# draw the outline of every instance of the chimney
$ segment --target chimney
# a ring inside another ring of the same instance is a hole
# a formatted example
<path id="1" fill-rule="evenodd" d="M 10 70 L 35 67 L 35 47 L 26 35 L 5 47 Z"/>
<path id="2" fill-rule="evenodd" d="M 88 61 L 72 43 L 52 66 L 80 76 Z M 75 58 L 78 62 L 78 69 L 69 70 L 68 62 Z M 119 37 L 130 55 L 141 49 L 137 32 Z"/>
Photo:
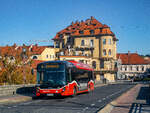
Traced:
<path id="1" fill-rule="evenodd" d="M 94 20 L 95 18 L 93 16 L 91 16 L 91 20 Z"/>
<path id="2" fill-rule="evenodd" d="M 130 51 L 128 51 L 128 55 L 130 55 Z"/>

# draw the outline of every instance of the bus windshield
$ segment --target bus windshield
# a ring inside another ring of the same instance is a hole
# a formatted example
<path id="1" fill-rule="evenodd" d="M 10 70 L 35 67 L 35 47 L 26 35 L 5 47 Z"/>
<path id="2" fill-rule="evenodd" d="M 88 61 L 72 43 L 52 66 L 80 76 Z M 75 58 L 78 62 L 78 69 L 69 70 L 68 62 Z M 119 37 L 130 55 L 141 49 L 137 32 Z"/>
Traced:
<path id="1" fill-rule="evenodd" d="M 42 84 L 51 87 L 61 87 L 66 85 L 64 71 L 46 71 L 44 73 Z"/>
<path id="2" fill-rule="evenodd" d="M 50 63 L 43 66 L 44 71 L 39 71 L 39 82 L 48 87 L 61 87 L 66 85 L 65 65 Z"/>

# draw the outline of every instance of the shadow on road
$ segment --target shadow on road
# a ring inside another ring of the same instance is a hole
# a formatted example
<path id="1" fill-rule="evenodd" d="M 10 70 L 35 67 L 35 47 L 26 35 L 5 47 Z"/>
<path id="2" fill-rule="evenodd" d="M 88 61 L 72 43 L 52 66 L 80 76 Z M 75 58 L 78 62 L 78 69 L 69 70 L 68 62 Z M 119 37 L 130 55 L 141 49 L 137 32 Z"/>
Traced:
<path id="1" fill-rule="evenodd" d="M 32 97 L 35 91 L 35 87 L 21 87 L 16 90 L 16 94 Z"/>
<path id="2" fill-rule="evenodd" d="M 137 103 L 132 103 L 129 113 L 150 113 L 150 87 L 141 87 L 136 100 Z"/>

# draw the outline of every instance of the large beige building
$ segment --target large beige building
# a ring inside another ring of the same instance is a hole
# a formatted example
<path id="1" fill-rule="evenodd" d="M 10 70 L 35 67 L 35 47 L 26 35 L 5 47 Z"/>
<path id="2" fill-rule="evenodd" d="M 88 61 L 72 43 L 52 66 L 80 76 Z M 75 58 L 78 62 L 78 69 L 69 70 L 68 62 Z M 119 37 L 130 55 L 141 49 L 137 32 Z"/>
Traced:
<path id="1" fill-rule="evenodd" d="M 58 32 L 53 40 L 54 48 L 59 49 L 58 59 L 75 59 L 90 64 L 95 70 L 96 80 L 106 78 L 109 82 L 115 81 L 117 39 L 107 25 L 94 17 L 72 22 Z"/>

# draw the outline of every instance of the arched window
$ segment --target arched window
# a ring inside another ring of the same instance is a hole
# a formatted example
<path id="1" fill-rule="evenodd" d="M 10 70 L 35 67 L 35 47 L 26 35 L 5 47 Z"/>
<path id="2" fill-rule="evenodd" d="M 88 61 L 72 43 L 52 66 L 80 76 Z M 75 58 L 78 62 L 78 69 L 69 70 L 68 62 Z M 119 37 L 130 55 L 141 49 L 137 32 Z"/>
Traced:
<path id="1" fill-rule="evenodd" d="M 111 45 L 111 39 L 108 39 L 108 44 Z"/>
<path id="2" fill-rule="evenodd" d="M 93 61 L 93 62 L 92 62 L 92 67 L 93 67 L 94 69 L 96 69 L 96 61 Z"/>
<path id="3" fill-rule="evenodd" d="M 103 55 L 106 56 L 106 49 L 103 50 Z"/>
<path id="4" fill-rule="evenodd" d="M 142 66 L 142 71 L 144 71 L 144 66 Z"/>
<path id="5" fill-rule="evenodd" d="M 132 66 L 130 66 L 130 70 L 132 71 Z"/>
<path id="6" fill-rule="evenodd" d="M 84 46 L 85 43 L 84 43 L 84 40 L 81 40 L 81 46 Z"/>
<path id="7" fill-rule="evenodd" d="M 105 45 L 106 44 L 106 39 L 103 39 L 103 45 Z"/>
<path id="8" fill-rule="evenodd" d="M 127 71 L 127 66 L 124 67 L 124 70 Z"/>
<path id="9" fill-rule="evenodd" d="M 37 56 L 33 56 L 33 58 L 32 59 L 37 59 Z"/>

______

→ **WHAT TO WORK ON**:
Rewrite all the items above with "a formatted example" changed to "a sample in the expected format" wherever it occurs, keeping every other line the same. Leave the pictures out.

→ **OUTPUT**:
# draw the outline of every instance of the chimney
$ segment --target chimney
# a ring inside another ring of the same instance is a hole
# a sample in the expected format
<path id="1" fill-rule="evenodd" d="M 10 70 L 35 67 L 35 47 L 26 35 L 5 47 Z"/>
<path id="2" fill-rule="evenodd" d="M 88 61 L 72 43 L 52 66 L 80 76 Z M 75 58 L 78 62 L 78 69 L 69 70 L 68 62 Z M 119 37 L 130 55 L 141 49 L 137 32 Z"/>
Photo:
Traced:
<path id="1" fill-rule="evenodd" d="M 94 20 L 95 18 L 93 16 L 91 16 L 91 20 Z"/>
<path id="2" fill-rule="evenodd" d="M 130 51 L 128 51 L 128 55 L 130 55 Z"/>

# draw the outline of every instance of the bus windshield
$ segment --target bus windshield
# a ring inside another ring of the same instance is a hole
# a sample in the expected format
<path id="1" fill-rule="evenodd" d="M 10 70 L 35 67 L 35 47 L 26 35 L 5 47 Z"/>
<path id="2" fill-rule="evenodd" d="M 88 61 L 72 43 L 52 66 L 80 76 Z M 75 58 L 78 62 L 78 69 L 69 70 L 68 62 Z M 119 37 L 130 55 L 141 49 L 137 32 Z"/>
Traced:
<path id="1" fill-rule="evenodd" d="M 42 84 L 51 87 L 61 87 L 66 85 L 64 71 L 46 71 L 44 73 Z"/>
<path id="2" fill-rule="evenodd" d="M 50 63 L 43 66 L 44 71 L 39 71 L 39 82 L 48 87 L 61 87 L 66 85 L 65 65 Z"/>

# draw the outline of every instance of the shadow on road
$ segment --target shadow on road
# a ring inside another ring of the same instance is a hole
# a sample in the expected format
<path id="1" fill-rule="evenodd" d="M 10 70 L 35 67 L 35 47 L 26 35 L 5 47 Z"/>
<path id="2" fill-rule="evenodd" d="M 88 61 L 72 43 L 52 66 L 80 76 Z M 75 58 L 78 62 L 78 69 L 69 70 L 68 62 Z M 119 37 L 130 55 L 141 49 L 137 32 Z"/>
Traced:
<path id="1" fill-rule="evenodd" d="M 32 97 L 35 91 L 35 87 L 21 87 L 16 90 L 16 94 Z"/>
<path id="2" fill-rule="evenodd" d="M 137 103 L 132 103 L 129 113 L 150 113 L 150 87 L 141 87 L 136 100 Z"/>

# draw the outline of every instance of the large beige building
$ segment --target large beige building
# a ring inside another ring of the same instance is a hole
# a sample in the expected format
<path id="1" fill-rule="evenodd" d="M 10 70 L 35 67 L 35 47 L 26 35 L 5 47 Z"/>
<path id="2" fill-rule="evenodd" d="M 88 61 L 72 43 L 52 66 L 80 76 Z M 75 58 L 78 62 L 78 69 L 69 70 L 68 62 Z M 119 37 L 130 55 L 141 49 L 137 32 Z"/>
Traced:
<path id="1" fill-rule="evenodd" d="M 58 32 L 53 40 L 54 48 L 59 49 L 58 59 L 75 59 L 90 64 L 95 70 L 96 80 L 106 78 L 109 82 L 115 81 L 117 39 L 107 25 L 94 17 L 72 22 Z"/>

# draw the outline of every instance of the arched window
$ segment --target arched window
# a ring inside another ring of the same instance is a hole
# a sample in the expected format
<path id="1" fill-rule="evenodd" d="M 10 70 L 35 67 L 35 47 L 26 35 L 5 47 Z"/>
<path id="2" fill-rule="evenodd" d="M 88 61 L 72 43 L 52 66 L 80 76 Z M 75 58 L 78 62 L 78 69 L 69 70 L 68 62 Z M 119 37 L 130 55 L 141 49 L 137 32 Z"/>
Traced:
<path id="1" fill-rule="evenodd" d="M 111 45 L 111 39 L 108 39 L 108 44 Z"/>
<path id="2" fill-rule="evenodd" d="M 93 61 L 93 62 L 92 62 L 92 67 L 93 67 L 94 69 L 96 69 L 96 61 Z"/>
<path id="3" fill-rule="evenodd" d="M 103 55 L 106 56 L 106 49 L 103 50 Z"/>
<path id="4" fill-rule="evenodd" d="M 142 66 L 142 71 L 144 71 L 144 66 Z"/>
<path id="5" fill-rule="evenodd" d="M 132 66 L 130 66 L 130 70 L 132 71 Z"/>
<path id="6" fill-rule="evenodd" d="M 84 46 L 85 43 L 84 43 L 84 40 L 81 40 L 81 46 Z"/>
<path id="7" fill-rule="evenodd" d="M 105 45 L 106 44 L 106 39 L 103 39 L 103 45 Z"/>
<path id="8" fill-rule="evenodd" d="M 127 71 L 127 66 L 124 67 L 124 70 Z"/>
<path id="9" fill-rule="evenodd" d="M 37 56 L 33 56 L 33 58 L 32 59 L 37 59 Z"/>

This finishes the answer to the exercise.